- [Exercise data]
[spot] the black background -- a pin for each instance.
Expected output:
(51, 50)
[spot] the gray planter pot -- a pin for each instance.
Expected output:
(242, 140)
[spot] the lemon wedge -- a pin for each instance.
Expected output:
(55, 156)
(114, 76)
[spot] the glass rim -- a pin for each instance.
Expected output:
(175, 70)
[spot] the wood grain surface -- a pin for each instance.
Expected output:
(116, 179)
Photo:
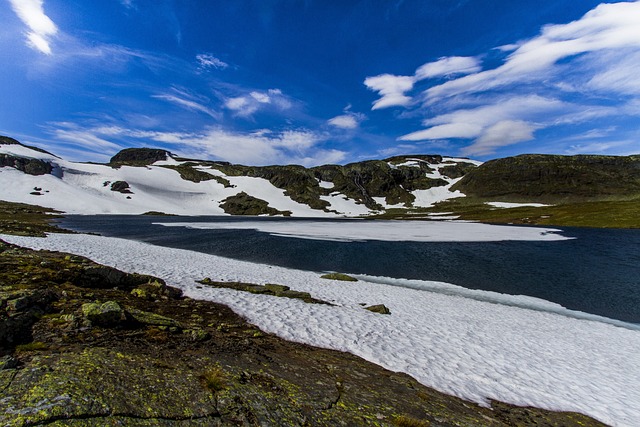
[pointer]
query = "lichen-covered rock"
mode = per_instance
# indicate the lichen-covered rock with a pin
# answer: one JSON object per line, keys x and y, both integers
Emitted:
{"x": 197, "y": 334}
{"x": 138, "y": 156}
{"x": 152, "y": 319}
{"x": 244, "y": 204}
{"x": 107, "y": 314}
{"x": 277, "y": 289}
{"x": 339, "y": 276}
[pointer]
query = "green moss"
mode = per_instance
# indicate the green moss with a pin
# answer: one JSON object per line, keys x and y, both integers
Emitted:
{"x": 32, "y": 346}
{"x": 244, "y": 204}
{"x": 215, "y": 379}
{"x": 406, "y": 421}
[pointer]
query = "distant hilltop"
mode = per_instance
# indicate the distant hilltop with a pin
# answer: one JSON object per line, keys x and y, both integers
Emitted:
{"x": 533, "y": 189}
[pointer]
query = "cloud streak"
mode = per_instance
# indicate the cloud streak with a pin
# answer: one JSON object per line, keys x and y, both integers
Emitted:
{"x": 41, "y": 27}
{"x": 393, "y": 88}
{"x": 262, "y": 147}
{"x": 569, "y": 74}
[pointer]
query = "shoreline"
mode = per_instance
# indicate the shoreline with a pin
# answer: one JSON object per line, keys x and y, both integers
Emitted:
{"x": 258, "y": 308}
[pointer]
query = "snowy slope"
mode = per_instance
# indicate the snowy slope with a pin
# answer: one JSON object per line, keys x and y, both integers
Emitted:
{"x": 83, "y": 188}
{"x": 477, "y": 345}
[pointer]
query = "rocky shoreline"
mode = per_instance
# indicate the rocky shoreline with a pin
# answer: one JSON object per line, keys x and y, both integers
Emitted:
{"x": 87, "y": 345}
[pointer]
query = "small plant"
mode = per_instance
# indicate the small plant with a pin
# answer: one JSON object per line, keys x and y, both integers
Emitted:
{"x": 32, "y": 346}
{"x": 405, "y": 421}
{"x": 214, "y": 379}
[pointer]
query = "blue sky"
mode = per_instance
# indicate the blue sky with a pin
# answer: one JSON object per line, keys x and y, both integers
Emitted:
{"x": 321, "y": 81}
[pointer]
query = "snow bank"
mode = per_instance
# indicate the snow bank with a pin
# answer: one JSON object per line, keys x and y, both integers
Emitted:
{"x": 464, "y": 346}
{"x": 360, "y": 230}
{"x": 515, "y": 205}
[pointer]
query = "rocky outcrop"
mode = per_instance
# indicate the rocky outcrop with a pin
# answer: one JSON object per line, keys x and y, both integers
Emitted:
{"x": 29, "y": 166}
{"x": 121, "y": 187}
{"x": 138, "y": 157}
{"x": 551, "y": 178}
{"x": 244, "y": 204}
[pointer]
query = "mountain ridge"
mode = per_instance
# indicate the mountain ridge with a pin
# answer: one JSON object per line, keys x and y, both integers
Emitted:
{"x": 529, "y": 189}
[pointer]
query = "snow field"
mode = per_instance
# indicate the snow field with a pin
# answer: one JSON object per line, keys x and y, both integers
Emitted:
{"x": 360, "y": 230}
{"x": 464, "y": 346}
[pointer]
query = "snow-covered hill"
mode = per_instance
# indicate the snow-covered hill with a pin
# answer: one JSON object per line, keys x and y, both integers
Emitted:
{"x": 192, "y": 187}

- [Work required]
Omit the pictures and copy the records above exactly.

- [Exercise output]
[spot] the black background -- a pin for each instance.
Expected output:
(51, 50)
[spot] the gray planter pot -- a pin for each instance.
Expected output:
(242, 140)
[spot] the lemon wedge -- a pin for each instance.
Expected output:
(55, 156)
(114, 76)
[spot] the glass rim -- a pin for each instance.
Expected output:
(175, 70)
[spot] the wood grain surface -- a pin for each instance.
Expected output:
(116, 179)
Photo:
[pointer]
query = "lichen-covered rock"
mode = per_instance
# indicate the lichen-covered rock with a pin
# answer: one JSON object per line, keys x and y, both integers
Emitted:
{"x": 197, "y": 334}
{"x": 138, "y": 156}
{"x": 152, "y": 319}
{"x": 244, "y": 204}
{"x": 107, "y": 314}
{"x": 277, "y": 289}
{"x": 339, "y": 276}
[pointer]
query = "green moss"
mode = per_instance
# indicate the green moss with a pin
# answer: one JSON object per line, keys x and y, both integers
Emitted:
{"x": 32, "y": 346}
{"x": 244, "y": 204}
{"x": 215, "y": 379}
{"x": 406, "y": 421}
[pointer]
query = "distant hilltop"
mode = per_instance
# indicate the distant hilltop with a pin
# answer: one JSON object per line, keys x and y, both integers
Emitted:
{"x": 533, "y": 189}
[pointer]
query = "cloud streak"
mode = per_instance
# indicate the cloud streak with a pin
# answer: one JSON object per line, keys x and y, both integers
Emitted:
{"x": 41, "y": 27}
{"x": 393, "y": 88}
{"x": 262, "y": 147}
{"x": 569, "y": 74}
[pointer]
query = "shoreline"
mode = per_instance
# indicate the shoreline with a pin
# answer: one JSON object per line, keys x and y, both integers
Emitted:
{"x": 258, "y": 308}
[pointer]
query = "snowy slope"
mode = per_instance
# indicate the snowy slope with a pin
# answer: one JSON object per line, keys x and y, both integers
Emitted:
{"x": 83, "y": 188}
{"x": 477, "y": 345}
[pointer]
query = "rocky shoreline"
mode = per_instance
# indicate the rocky shoreline with a pin
# answer: one JSON object per line, keys x and y, both integers
Emitted:
{"x": 87, "y": 345}
[pointer]
query = "small plant"
mode = per_instance
# indicate the small plant with a pin
# answer: one JSON object per line, keys x and y, both integers
Emitted:
{"x": 32, "y": 346}
{"x": 405, "y": 421}
{"x": 214, "y": 379}
[pointer]
query = "blue sky"
mode = per_instance
# indicate the blue sky with a pin
# answer: one JSON object per line, keys x and y, both integers
Emitted:
{"x": 321, "y": 81}
[pointer]
query = "snow bank"
mode = per_instance
# indicate the snow bank with a pin
# answer: one JSON object per line, keys x and y, both integers
Emitted:
{"x": 464, "y": 346}
{"x": 360, "y": 230}
{"x": 515, "y": 205}
[pointer]
query = "rocky outcrop"
mode = per_instance
# indicate the rocky outcrop with a pin
# answer: one JSON object per line, keys x and y, both integers
Emitted:
{"x": 29, "y": 166}
{"x": 121, "y": 187}
{"x": 138, "y": 157}
{"x": 551, "y": 178}
{"x": 244, "y": 204}
[pointer]
query = "mountain ridge"
mode = per_instance
# indicate the mountain ridge with a pin
# answer: one JSON object per line, keys x and y, both integers
Emitted:
{"x": 529, "y": 189}
[pointer]
query = "snow field"
mode = per_instance
# indicate the snow field with a pin
# answer: one JSON object per line, keys x and y, both integers
Emitted:
{"x": 360, "y": 230}
{"x": 464, "y": 346}
[pointer]
query = "snow-covered hill"
mode = per_instance
# indicate the snow-covered hill with a pin
# answer: one JSON object per line, keys x and y, both integers
Emitted:
{"x": 192, "y": 187}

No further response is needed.